■ DATASET EXCERPTS
########

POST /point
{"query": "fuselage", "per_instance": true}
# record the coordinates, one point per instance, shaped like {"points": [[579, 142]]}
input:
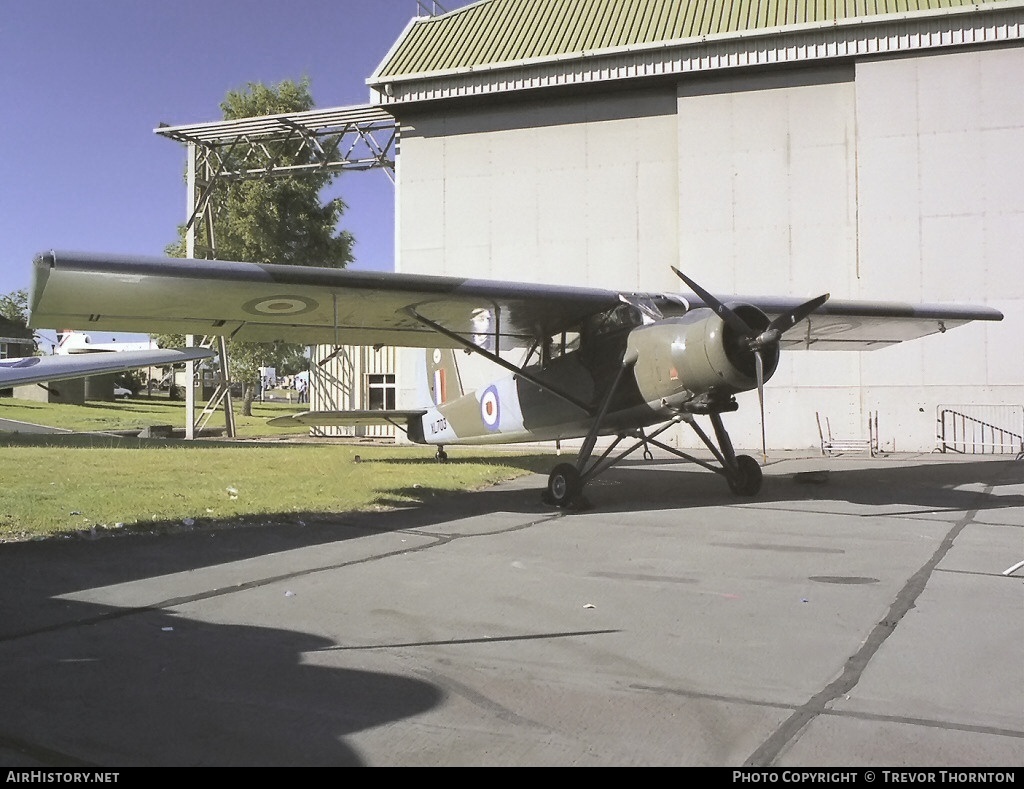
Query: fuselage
{"points": [[679, 361]]}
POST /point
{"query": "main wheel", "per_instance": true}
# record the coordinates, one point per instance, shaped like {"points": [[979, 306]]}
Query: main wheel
{"points": [[747, 481], [563, 484]]}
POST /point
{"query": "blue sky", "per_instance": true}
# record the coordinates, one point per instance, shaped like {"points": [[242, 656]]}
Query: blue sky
{"points": [[83, 84]]}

########

■ THE TASK
Rewrite these lines, swapping "main wheel" for "landing wheel" wherever it occurs and keeping everything else unchanged. Omit the pictures from your answer.

■ FULL OUTPUT
POST /point
{"query": "fuselage", "per_instance": true}
# record the coordinates, one point per instance, shaped like {"points": [[579, 142]]}
input:
Query: fuselage
{"points": [[679, 361]]}
POST /point
{"query": "landing wheel", "per_instance": true}
# record the coordinates, one point per instance, shaped like {"points": [[979, 306]]}
Query: landing wheel
{"points": [[747, 481], [563, 484]]}
POST /point
{"query": "blue sky", "per_instance": true}
# record the coordinates, one point per instance, shaped like {"points": [[242, 656]]}
Query: blue sky
{"points": [[83, 84]]}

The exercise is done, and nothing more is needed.